**DIRECTIVE**. Pull out every line in the rows below that contains the string "lace". Case matters.

[Rows from a point annotation set]
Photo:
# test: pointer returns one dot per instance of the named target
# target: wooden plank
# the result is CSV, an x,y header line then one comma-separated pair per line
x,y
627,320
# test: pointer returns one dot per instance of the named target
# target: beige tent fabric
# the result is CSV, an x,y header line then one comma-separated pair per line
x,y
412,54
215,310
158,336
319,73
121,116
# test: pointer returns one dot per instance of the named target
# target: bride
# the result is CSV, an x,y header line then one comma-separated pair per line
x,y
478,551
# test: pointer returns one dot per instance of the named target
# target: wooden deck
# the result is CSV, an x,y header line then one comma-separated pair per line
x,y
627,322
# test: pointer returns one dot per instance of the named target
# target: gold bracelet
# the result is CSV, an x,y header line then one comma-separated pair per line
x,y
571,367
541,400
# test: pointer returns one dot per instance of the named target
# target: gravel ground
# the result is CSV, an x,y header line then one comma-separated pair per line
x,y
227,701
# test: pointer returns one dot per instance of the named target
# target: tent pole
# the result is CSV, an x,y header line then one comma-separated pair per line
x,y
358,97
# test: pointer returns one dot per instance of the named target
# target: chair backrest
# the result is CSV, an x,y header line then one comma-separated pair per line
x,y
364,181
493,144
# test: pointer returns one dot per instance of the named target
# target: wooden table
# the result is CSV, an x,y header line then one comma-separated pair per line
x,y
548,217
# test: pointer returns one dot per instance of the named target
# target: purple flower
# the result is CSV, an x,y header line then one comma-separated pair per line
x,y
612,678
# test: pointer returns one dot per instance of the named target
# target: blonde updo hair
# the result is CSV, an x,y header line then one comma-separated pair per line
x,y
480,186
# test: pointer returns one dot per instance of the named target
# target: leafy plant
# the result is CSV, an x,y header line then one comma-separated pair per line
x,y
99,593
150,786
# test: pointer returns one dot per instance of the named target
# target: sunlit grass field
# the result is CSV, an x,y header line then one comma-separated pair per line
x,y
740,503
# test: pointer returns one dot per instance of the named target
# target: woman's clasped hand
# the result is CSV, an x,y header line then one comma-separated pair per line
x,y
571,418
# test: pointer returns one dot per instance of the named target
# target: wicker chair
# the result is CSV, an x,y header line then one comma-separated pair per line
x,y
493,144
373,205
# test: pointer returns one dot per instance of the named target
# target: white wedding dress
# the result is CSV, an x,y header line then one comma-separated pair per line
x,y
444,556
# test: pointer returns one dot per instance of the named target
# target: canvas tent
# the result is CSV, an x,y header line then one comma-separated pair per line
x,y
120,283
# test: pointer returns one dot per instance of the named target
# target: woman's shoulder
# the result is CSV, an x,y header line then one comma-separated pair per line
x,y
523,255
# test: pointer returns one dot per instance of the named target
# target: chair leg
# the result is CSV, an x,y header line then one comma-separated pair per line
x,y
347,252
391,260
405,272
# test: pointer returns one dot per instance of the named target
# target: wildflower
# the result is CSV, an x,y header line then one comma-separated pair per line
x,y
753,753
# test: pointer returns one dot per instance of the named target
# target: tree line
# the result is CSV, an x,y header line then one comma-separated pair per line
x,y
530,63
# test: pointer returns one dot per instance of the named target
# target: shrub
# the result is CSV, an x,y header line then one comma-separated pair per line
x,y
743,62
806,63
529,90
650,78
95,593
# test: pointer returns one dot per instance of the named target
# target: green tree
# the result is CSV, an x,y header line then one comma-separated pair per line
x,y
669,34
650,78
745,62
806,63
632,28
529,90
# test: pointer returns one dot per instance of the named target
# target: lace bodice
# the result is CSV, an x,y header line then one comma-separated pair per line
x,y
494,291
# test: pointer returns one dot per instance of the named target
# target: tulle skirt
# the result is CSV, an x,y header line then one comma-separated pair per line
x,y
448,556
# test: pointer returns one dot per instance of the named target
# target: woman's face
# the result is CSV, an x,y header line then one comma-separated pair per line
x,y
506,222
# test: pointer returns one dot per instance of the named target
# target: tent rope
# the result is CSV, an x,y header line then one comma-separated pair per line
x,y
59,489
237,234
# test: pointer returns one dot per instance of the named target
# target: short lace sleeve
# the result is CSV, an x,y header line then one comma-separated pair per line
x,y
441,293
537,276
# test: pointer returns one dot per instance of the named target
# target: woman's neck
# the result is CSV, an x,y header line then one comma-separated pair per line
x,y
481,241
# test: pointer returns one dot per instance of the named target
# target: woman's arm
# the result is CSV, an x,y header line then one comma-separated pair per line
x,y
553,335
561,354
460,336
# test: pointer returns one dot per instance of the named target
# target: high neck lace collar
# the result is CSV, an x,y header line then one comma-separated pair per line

**EXERCISE RESPONSE**.
# target: lace bodice
# target: short lace sleeve
# target: high neck lace collar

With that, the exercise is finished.